**OBJECTIVE:**
Set out every line of the items below as a numbered list, leaving out any blank lines.
↓↓↓
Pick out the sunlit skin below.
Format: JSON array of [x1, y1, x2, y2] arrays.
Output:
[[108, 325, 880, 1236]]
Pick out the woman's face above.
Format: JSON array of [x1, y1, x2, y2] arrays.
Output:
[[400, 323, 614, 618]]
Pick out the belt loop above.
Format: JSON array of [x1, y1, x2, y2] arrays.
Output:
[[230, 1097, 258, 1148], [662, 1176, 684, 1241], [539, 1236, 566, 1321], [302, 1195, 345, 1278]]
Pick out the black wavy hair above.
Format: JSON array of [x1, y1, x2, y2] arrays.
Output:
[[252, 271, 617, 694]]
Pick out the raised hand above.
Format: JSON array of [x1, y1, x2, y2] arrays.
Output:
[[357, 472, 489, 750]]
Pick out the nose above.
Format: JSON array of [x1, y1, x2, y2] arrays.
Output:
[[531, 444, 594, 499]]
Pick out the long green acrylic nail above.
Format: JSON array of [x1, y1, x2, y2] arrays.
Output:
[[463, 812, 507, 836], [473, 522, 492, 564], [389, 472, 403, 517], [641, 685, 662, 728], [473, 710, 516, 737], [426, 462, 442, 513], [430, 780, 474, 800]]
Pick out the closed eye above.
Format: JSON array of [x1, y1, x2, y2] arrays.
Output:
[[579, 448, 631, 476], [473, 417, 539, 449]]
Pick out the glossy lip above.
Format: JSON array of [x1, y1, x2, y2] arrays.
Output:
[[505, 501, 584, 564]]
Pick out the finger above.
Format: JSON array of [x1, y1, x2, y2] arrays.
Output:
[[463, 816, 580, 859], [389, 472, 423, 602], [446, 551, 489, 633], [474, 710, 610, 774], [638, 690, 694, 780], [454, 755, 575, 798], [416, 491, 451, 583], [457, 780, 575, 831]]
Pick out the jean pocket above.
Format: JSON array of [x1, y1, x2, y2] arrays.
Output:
↑↑↑
**FINISHED ANSWER:**
1. Pick out the sunlit skin below.
2. Format: JSON array of [x1, y1, x2, y2] arrays.
3. Output:
4. [[108, 325, 880, 1236]]
5. Pick out the woman's face above.
6. Format: JSON array of [x1, y1, x2, y2] arrays.
7. Output:
8. [[400, 323, 614, 618]]
9. Pick out the belt loop above.
10. Format: JSON array of [x1, y1, x2, y2] arrays.
11. Output:
12. [[230, 1097, 258, 1148], [662, 1176, 684, 1241], [539, 1236, 566, 1321], [302, 1195, 345, 1278]]
13. Pick out the black wavy hair above.
14. Format: JSON array of [x1, y1, x2, y2] arrays.
15. Output:
16. [[252, 271, 617, 694]]
17. Pick out the raised hand above.
18. Format: JSON array of [x1, y1, x2, y2] arrays.
19. Output:
20. [[357, 472, 489, 750]]
21. Pick out the nose above.
22. Format: JSON array of [x1, y1, x2, y2] arrays.
23. Output:
24. [[531, 444, 594, 499]]
25. Pick out the long green acrylic nail above.
26. Format: JSON array of [x1, y1, x2, y2] arrays.
27. Output:
28. [[463, 812, 507, 836], [473, 522, 492, 564], [389, 472, 403, 517], [641, 685, 662, 728], [473, 710, 516, 737], [426, 462, 442, 513], [430, 780, 474, 800]]
29. Pick out the closed eye above.
30. Format: JSON array of [x1, y1, x2, y2] arrays.
31. Output:
32. [[579, 448, 631, 476], [473, 417, 539, 449]]
33. Pick out the glossy lip above.
34. Format: JSON array of [x1, y1, x2, y2] arrays.
35. Output:
36. [[505, 501, 584, 564]]
37. Pick out the finger above.
38. Format: JSON array of [x1, y1, x2, y2] arrays.
39. Output:
40. [[463, 816, 580, 859], [389, 472, 423, 602], [446, 551, 489, 633], [474, 710, 610, 774], [638, 690, 694, 780], [454, 755, 575, 798], [416, 491, 451, 583], [457, 780, 575, 831]]
41. Pick out the jean pocket above.
42. Format: JSON array of [x1, y1, x2, y2] arrays.
43. Output:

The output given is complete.